Excerpt to read:
<<<<
For simplicity, the states of the reports are using the same terminology employed by FAA in its WSR-88D Doppler radar’s precipitation mode [67], and a scheme similar to the one used to define the states in the sensitivity criteria would be used. To illustrate the probabilistic relationships involved, Figure 11 shows the Conditional Probability Table (CPT) used to calculate the posterior marginal probability of the SWRS report (node ProducesSWRSReport (SWRS, SWRSrep)). The distributions depicted in the table in Figure 11, one for each combination of potential weather conditions and veracity states, were defined by a subject matter expert (SME), but in an actual system they would have been assessed through a combination of sensor characteristics, collected data, automated learning, and other data analytic processes available in any Bayesian framework.
In this example, it is assumed that the use of a probabilistic framework leverages the URREF definitions and the data accruing from an ATM system to estimate the veracity of a specific output. Figure 12 illustrates the result of a query on weather conditions for a specific area, in which the system’s findings are input to the model (nodes in dark grey color), and the resulting posterior probability is calculated. For instance, the example assumes that the SWRS returned a Heavy conditions report, the AWRS returned an Extreme conditions report, and the LWRS returned a Moderate conditions report, all referring to the same subject (weather on FL 400 of SBRE FIR’s Sector 3). The example in Figure 12 also assumes the ATM system has knowledge of all the associated distances and criteria computed, which are inserted into the model as findings. After the network is compiled, the final result is a 68.7% chance of Extreme weather in that area.
Note that the above example was notional and did not use actual sensor performance or data collected from the field, as it would in a general usage of this framework. Yet, it is sufficient to show the strengths of the proposed approach, which is capable of (1) using the URREF and AAO ontologies to automatically generate evaluation models; (2) adapt to any combination of sensors, criteria needed, sensor parameters (e.g., distance), and others to build a dynamic model of the environment; and (3) reuse this model to follow the evolving situation as new data from the scenario accrues.
A further example is explored by entering the same results in the system as if it only had one sensor at a time, while keeping the same conditions (i.e., the two criteria and the original results from the system). Table 6 presents the posterior probabilities obtained for the weather conditions at FL 400 of SBRE sector 3.
>>>>
Named object pointing data:
<<<<
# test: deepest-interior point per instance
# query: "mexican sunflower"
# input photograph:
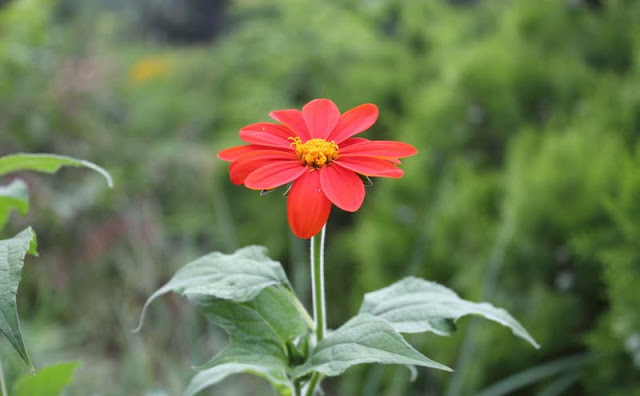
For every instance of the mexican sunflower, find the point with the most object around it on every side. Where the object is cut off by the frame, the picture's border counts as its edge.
(315, 149)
>>>>
Task statement:
Answer these questions from the weather report veracity excerpt:
(a) Who defined the distributions in the table shown in Figure 11?
(b) What conditions report did the LWRS return in the Figure 12 example?
(c) What chance of Extreme weather does the final result give after the network is compiled?

Written response:
(a) A subject matter expert (SME).
(b) A Moderate conditions report.
(c) 68.7%.